Provided information -
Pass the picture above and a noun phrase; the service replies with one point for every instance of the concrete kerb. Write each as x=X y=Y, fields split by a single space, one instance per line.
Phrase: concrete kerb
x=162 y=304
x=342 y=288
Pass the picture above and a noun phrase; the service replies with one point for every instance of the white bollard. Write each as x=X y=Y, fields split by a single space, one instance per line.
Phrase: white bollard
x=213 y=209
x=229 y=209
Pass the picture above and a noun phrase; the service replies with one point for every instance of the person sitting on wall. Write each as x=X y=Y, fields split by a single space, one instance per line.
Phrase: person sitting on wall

Exercise - Reproduce every line of the records, requests included, and offset each x and y coordinate in the answers by adding 149 to it.

Correct output -
Pass the picture above and a noun phrase; the service replies with one point for every instance of the concrete kerb. Write each as x=X y=Y, fields split by a single space, one instance per line.
Phrase: concrete kerb
x=311 y=453
x=491 y=437
Pass the picture above and a noun phrase; the service replies with one point for every instance of the white bollard. Write each as x=X y=Y, fields split by a single space, one instance per line.
Phrase: white bollard
x=362 y=358
x=378 y=358
Pass the picture above and a noun phrase; the service replies with one point for every instance of the person sitting on wall. Write each as x=X y=Y, fields split by a single space, one instance per line.
Phrase: person sitting on wall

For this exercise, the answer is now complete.